__Testo di partenza__.
┄┄┄┄┄┄┄┄┄┄┄┄┄┄┄┄┄┄┄┄
BLACK TAPE FOR A BLUE GIRL  "The cleft serpent"
   (2022 )

Arduo stabilire con certezza se la musica eterea, impalpabile, sfuggente – eppure così densa, intensa, suggestiva – dei Black Tape For A Blue Girl sia una calda coperta per l’inverno oppure una porta socchiusa sull’abisso.

E’ sempre la stessa sensazione, dagli esordi datati 1986 ad oggi.

Musica avvolgente, morbida e desolata, che sa sondare i recessi più reconditi dell’animo e della psiche, appoggiata su testi introspettivi, concisi, evocativi; apparentemente semplici, in realtà colti e cesellati come piccoli gioielli letterari, mirabilmente calzanti all’immaginario introverso e problematico che tratteggiano.

E’ una seduta di analisi, un incessante scavo che lambisce, talvolta toccandolo, il bordo del baratro. Altrove, ad insinuarsi tra fitte nebbie melodrammatiche è invece una melanconia diffusa, mai greve, che aleggia come uno spettro gentile su tessiture diafane ed arie svenevoli tra echi di David Tibet, Dead Can Dance, Matt Howden, Lycia.

La creatura di Sam Rosenthal vara per “The cleft serpent”, tredicesimo album in trentasei anni, una formazione inedita, affidando il canto a Jon DeRosa ed il violoncello a Henrik Meierkord, con Sam a riservare per sè – oltre alla scrittura dei pezzi – elettronica e synth, definendo i contorni di un cosmo rovesciato col suo dolente, funereo, sinistro corollario di pena e perdizione, solo di rado rischiarato da un tenue barlume di redenzione.
┄┄┄┄┄┄┄┄┄┄┄┄┄┄┄┄┄┄┄┄
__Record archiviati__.
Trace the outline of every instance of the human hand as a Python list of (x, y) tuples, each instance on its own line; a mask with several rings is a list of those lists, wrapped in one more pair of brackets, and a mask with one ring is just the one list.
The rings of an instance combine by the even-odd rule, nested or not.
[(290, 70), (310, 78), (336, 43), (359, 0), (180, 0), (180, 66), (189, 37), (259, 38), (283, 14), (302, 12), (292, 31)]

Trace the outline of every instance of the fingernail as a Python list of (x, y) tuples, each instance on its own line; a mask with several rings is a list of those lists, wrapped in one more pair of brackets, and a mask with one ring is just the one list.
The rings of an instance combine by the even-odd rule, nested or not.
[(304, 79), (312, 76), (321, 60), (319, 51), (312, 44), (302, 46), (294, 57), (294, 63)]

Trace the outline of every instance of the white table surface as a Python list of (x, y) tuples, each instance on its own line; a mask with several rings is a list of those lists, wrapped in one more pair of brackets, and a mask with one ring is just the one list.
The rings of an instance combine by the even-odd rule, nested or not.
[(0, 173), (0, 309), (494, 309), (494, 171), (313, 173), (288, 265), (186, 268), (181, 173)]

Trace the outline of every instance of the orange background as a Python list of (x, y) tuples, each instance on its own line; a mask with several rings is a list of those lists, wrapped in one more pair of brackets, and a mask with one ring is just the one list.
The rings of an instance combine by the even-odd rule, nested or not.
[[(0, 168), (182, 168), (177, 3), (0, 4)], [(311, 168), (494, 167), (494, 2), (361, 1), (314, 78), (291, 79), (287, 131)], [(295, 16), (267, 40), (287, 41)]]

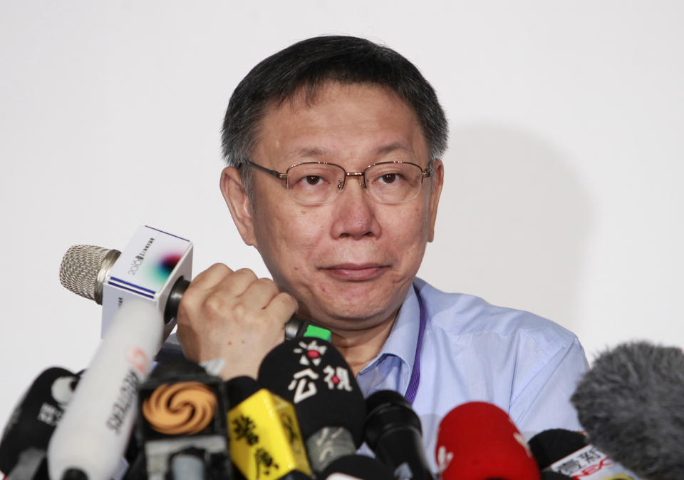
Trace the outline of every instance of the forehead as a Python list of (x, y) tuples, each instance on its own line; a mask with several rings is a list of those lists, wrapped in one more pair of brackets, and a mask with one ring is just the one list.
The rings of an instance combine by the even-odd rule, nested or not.
[(302, 153), (322, 153), (332, 160), (341, 155), (368, 156), (388, 145), (399, 145), (417, 159), (427, 155), (425, 136), (408, 104), (381, 86), (328, 82), (313, 95), (300, 89), (271, 106), (260, 123), (253, 153), (287, 163)]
┄┄┄┄┄┄┄┄┄┄┄┄┄┄┄┄┄┄┄┄
Cita per intero la recensione di «The cleft serpent», parola per parola. Basati unicamente sulla recensione.

__Soluzione__.
BLACK TAPE FOR A BLUE GIRL  "The cleft serpent"
   (2022 )

Arduo stabilire con certezza se la musica eterea, impalpabile, sfuggente – eppure così densa, intensa, suggestiva – dei Black Tape For A Blue Girl sia una calda coperta per l’inverno oppure una porta socchiusa sull’abisso.

E’ sempre la stessa sensazione, dagli esordi datati 1986 ad oggi.

Musica avvolgente, morbida e desolata, che sa sondare i recessi più reconditi dell’animo e della psiche, appoggiata su testi introspettivi, concisi, evocativi; apparentemente semplici, in realtà colti e cesellati come piccoli gioielli letterari, mirabilmente calzanti all’immaginario introverso e problematico che tratteggiano.

E’ una seduta di analisi, un incessante scavo che lambisce, talvolta toccandolo, il bordo del baratro. Altrove, ad insinuarsi tra fitte nebbie melodrammatiche è invece una melanconia diffusa, mai greve, che aleggia come uno spettro gentile su tessiture diafane ed arie svenevoli tra echi di David Tibet, Dead Can Dance, Matt Howden, Lycia.

La creatura di Sam Rosenthal vara per “The cleft serpent”, tredicesimo album in trentasei anni, una formazione inedita, affidando il canto a Jon DeRosa ed il violoncello a Henrik Meierkord, con Sam a riservare per sè – oltre alla scrittura dei pezzi – elettronica e synth, definendo i contorni di un cosmo rovesciato col suo dolente, funereo, sinistro corollario di pena e perdizione, solo di rado rischiarato da un tenue barlume di redenzione.